Find every line in the records below that contains the word "temple" and copy each one. Case counts.

● **Rows from a segmentation dataset**:
▼▼▼

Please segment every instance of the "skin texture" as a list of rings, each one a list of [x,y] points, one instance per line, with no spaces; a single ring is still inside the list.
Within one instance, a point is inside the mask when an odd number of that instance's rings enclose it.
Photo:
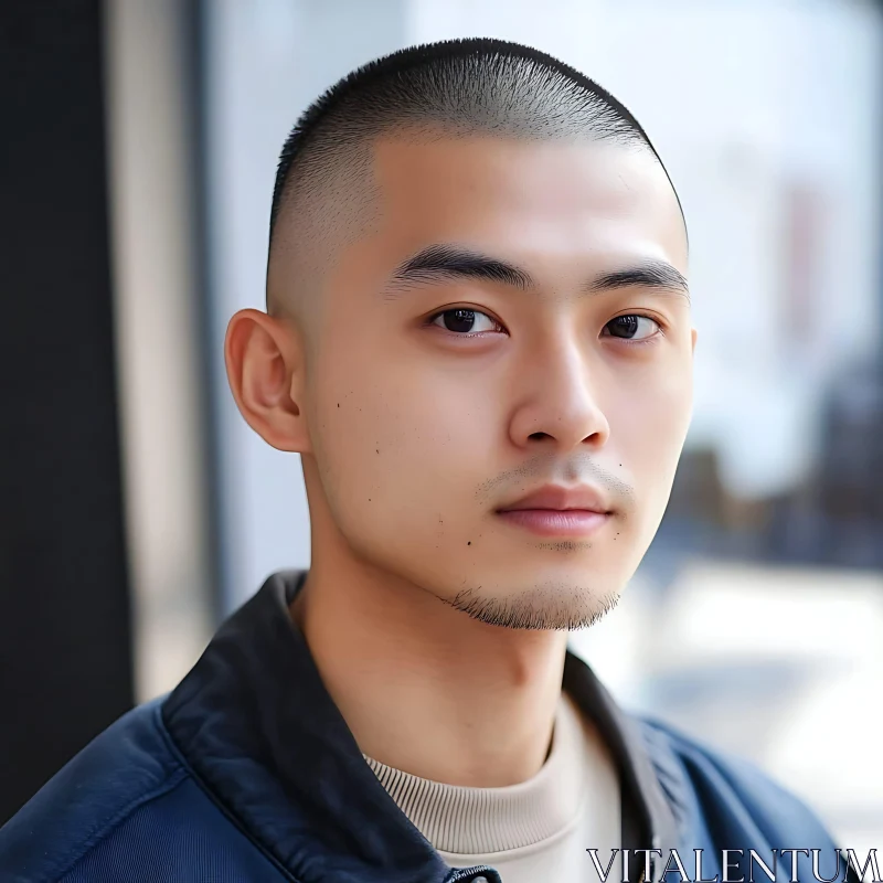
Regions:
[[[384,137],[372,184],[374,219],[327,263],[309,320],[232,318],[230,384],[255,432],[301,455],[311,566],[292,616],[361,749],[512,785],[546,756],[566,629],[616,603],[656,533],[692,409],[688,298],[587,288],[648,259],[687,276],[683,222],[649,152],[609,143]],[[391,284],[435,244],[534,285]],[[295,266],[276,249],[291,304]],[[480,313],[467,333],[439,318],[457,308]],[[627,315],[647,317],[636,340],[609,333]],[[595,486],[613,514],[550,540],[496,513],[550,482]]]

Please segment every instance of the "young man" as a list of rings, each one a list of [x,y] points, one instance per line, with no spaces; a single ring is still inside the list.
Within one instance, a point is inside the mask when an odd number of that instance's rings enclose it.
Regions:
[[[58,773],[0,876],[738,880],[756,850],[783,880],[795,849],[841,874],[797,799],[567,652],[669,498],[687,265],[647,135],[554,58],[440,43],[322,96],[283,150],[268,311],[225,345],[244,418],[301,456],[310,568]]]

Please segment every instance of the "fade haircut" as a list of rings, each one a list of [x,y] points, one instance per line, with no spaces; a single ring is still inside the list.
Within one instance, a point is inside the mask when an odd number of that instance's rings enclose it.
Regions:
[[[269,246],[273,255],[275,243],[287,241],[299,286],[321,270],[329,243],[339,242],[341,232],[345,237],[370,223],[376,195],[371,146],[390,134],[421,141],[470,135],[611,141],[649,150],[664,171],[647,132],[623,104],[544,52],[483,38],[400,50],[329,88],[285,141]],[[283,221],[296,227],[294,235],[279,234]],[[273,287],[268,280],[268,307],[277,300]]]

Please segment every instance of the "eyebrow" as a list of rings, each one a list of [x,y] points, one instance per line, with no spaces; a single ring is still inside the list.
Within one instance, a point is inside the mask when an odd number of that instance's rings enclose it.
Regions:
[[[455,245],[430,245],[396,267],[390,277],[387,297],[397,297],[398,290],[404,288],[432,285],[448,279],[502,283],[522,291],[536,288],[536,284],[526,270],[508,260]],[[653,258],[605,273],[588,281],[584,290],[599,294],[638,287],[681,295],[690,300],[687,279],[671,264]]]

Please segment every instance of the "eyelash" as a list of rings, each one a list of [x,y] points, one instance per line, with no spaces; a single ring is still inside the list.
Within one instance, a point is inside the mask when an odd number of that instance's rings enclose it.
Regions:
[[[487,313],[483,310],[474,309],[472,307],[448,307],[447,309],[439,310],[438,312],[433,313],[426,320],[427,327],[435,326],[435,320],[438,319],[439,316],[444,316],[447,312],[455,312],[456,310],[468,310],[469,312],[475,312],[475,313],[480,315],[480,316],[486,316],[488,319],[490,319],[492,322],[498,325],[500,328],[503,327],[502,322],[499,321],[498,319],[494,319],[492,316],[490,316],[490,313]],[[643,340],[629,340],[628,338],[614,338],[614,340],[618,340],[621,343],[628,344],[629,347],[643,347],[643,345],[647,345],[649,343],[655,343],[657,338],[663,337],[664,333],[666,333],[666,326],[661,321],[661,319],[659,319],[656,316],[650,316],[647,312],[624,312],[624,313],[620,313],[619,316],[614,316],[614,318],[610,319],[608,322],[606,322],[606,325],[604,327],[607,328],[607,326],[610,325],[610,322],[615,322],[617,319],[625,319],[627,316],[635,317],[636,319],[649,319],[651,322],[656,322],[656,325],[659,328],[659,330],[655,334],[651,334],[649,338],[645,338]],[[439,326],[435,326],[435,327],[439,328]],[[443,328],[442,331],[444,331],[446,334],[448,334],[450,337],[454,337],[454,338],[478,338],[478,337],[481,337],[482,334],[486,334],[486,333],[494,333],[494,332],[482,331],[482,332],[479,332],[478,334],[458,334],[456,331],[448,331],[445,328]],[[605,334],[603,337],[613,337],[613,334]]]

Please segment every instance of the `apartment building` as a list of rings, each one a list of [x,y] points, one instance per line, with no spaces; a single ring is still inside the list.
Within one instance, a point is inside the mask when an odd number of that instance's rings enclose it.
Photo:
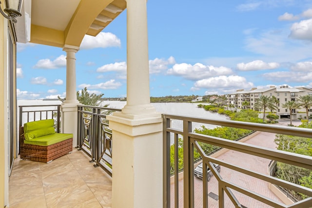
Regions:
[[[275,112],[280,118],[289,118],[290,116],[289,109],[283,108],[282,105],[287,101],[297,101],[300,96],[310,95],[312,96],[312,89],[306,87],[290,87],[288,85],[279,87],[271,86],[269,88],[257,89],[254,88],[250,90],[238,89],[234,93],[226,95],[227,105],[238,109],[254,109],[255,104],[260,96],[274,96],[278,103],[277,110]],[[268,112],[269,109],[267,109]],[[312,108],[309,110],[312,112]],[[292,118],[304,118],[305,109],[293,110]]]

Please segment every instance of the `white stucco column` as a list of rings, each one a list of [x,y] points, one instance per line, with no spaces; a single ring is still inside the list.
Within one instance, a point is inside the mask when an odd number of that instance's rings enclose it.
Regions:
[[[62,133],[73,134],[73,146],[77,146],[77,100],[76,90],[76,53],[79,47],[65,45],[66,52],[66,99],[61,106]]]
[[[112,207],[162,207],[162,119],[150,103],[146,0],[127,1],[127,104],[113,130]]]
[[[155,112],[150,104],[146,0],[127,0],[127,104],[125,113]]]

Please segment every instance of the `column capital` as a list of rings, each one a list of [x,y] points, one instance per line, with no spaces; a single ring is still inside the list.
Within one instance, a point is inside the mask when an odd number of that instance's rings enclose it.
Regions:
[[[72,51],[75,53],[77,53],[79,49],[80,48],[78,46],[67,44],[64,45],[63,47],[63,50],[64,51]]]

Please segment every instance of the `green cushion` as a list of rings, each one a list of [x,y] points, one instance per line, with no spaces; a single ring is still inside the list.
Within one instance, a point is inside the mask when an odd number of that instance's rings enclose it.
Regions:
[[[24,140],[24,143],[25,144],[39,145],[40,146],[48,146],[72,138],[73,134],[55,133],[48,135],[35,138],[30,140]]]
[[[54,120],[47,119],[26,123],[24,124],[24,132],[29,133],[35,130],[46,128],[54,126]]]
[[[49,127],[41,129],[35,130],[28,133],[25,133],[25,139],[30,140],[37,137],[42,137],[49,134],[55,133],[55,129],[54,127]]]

▲▲▲
▼▼▼

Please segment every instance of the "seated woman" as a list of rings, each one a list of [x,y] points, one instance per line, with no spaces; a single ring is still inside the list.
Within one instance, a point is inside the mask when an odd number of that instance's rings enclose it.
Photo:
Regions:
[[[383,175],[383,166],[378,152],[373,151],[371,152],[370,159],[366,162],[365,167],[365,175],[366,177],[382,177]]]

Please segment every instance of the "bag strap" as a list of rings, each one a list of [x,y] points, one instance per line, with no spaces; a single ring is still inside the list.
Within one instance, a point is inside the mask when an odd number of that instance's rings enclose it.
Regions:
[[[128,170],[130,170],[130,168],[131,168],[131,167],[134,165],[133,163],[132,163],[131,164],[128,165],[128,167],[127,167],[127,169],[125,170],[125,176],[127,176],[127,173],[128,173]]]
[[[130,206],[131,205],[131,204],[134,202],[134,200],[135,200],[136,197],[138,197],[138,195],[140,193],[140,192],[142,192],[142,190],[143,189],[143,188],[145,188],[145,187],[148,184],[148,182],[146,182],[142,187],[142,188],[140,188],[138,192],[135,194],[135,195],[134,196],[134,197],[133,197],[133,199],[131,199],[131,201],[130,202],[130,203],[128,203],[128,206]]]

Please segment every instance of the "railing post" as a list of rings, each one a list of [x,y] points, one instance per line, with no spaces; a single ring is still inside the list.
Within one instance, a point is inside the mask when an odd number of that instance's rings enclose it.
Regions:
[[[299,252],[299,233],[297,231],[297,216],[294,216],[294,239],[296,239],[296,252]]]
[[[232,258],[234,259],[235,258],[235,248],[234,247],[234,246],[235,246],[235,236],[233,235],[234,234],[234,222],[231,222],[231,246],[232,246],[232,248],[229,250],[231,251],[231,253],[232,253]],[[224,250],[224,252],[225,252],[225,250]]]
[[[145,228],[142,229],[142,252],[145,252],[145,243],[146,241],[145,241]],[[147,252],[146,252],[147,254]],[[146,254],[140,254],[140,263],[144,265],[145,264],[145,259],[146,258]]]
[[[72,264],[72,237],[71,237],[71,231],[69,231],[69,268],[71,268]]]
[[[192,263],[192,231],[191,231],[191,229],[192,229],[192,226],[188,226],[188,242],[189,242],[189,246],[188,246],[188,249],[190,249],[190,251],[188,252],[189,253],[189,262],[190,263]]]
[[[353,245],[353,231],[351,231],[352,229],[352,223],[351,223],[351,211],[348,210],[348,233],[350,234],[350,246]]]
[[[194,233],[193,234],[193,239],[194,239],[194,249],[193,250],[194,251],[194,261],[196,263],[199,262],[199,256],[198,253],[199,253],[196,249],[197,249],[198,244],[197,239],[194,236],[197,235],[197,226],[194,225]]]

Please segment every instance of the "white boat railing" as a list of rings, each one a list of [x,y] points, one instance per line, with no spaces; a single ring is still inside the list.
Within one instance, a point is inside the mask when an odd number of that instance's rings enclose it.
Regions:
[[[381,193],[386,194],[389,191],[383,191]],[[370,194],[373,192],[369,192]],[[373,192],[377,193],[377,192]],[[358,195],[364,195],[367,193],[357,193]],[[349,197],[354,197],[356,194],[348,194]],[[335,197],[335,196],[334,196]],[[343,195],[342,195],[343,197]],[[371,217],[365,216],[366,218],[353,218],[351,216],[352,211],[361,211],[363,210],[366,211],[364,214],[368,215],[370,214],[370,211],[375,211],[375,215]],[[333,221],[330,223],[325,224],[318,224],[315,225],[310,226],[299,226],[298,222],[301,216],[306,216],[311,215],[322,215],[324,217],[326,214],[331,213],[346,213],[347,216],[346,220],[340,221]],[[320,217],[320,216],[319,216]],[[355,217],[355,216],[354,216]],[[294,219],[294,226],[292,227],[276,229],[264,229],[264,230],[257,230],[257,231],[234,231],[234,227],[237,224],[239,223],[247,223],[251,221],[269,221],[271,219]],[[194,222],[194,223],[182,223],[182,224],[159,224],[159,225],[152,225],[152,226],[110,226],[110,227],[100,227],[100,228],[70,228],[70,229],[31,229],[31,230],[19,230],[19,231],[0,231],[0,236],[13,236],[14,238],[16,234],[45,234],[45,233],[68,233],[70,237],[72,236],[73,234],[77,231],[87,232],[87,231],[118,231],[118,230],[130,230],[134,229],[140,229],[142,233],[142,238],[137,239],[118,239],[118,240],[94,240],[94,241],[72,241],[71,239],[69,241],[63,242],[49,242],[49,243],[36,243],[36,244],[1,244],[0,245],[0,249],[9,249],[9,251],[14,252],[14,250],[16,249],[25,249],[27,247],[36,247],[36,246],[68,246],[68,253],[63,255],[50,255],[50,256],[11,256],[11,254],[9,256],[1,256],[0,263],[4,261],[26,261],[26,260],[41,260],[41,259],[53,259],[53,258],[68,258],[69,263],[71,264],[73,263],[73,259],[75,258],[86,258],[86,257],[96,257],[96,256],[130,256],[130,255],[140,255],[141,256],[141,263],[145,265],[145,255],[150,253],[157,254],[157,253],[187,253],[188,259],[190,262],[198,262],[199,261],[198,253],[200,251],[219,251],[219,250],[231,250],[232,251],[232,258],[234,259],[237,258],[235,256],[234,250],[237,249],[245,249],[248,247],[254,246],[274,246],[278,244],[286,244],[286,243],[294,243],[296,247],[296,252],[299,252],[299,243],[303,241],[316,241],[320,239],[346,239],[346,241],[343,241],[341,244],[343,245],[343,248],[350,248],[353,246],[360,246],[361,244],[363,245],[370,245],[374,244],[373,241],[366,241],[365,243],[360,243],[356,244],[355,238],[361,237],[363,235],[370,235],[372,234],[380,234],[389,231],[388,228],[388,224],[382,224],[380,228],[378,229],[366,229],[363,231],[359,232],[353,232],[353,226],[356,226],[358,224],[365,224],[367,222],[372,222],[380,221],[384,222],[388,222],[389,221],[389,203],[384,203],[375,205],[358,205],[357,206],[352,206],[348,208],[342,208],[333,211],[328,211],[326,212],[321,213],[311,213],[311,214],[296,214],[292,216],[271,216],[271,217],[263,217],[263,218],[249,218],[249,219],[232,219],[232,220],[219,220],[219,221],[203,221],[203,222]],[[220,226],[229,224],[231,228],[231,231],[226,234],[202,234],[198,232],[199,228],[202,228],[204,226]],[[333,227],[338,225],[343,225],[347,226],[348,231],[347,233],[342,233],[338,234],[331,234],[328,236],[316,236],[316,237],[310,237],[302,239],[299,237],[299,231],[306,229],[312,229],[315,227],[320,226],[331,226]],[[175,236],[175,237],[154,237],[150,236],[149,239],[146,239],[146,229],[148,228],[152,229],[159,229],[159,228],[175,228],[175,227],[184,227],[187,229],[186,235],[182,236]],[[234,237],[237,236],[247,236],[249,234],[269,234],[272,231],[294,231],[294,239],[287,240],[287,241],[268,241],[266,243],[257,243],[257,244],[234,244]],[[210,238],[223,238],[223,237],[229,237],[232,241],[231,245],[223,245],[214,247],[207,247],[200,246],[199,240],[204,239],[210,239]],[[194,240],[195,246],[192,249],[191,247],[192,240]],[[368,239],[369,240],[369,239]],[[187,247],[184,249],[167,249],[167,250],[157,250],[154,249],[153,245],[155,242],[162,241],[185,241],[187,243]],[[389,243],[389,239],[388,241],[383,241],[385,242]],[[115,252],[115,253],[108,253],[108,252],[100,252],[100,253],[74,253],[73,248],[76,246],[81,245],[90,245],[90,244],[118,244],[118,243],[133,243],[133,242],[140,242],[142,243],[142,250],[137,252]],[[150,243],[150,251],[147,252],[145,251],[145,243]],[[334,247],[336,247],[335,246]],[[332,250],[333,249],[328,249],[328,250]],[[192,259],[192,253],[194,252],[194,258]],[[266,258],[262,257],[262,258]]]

▲▲▲
▼▼▼

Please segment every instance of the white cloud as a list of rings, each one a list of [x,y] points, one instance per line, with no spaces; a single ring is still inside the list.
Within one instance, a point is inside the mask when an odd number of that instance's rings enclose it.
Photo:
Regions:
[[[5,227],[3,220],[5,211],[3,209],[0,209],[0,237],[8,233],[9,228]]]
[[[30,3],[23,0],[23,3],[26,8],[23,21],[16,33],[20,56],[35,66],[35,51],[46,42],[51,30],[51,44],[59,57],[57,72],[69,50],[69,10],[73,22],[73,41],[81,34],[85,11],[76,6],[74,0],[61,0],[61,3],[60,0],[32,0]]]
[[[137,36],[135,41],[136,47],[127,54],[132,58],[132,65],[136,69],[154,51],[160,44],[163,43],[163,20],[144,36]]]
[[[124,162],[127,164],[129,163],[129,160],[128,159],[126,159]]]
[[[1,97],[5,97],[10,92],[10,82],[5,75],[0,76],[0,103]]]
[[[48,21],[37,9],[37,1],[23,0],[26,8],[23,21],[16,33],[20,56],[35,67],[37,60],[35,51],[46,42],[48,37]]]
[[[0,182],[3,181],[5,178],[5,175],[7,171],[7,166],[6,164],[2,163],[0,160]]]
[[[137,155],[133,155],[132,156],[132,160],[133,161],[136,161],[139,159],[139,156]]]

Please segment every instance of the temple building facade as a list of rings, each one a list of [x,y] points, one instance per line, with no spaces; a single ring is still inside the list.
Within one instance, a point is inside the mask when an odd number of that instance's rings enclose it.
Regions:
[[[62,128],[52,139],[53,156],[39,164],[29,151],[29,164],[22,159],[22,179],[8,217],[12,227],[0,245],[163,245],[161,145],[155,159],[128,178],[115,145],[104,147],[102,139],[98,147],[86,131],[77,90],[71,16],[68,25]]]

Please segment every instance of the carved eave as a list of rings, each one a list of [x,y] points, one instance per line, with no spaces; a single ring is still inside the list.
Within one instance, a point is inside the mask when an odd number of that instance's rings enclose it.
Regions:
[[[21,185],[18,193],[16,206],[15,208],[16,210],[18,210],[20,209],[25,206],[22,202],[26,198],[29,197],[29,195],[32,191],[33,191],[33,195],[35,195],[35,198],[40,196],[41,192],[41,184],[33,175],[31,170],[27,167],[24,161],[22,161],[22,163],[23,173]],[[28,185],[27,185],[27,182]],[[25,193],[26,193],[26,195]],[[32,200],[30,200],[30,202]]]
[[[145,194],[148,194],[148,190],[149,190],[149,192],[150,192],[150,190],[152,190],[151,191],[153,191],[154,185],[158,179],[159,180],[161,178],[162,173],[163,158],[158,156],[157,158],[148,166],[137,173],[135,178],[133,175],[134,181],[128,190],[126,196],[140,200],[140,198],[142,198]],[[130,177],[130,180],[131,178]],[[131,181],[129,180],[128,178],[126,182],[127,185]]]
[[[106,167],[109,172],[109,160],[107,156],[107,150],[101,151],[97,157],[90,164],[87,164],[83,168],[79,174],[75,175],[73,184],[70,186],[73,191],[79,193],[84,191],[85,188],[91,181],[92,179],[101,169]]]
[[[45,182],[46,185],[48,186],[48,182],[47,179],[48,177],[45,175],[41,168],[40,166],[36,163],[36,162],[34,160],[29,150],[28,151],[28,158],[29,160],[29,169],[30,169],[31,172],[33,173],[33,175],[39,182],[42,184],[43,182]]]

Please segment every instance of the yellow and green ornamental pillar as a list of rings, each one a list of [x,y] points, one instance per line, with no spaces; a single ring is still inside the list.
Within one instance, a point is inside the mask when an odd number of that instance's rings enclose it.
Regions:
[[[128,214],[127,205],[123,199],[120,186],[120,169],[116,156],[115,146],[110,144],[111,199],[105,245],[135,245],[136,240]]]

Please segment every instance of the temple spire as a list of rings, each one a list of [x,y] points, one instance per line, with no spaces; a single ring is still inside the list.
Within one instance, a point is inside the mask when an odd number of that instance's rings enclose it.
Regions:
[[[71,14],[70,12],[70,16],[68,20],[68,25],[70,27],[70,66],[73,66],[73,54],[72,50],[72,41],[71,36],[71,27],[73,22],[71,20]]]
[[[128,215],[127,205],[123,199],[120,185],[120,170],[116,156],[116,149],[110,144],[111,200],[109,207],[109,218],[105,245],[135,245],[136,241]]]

▲▲▲

● **Written answer**:
Please segment every instance of the temple building facade as a list of rings, each one a list of [x,y] points, one instance per line, with no spaces; a single ring is still inside the list.
Please segment every instance of the temple spire as a list of rings, each one a list of [x,y] points, one instance per line, with no spaces; a single ring is still inside the list.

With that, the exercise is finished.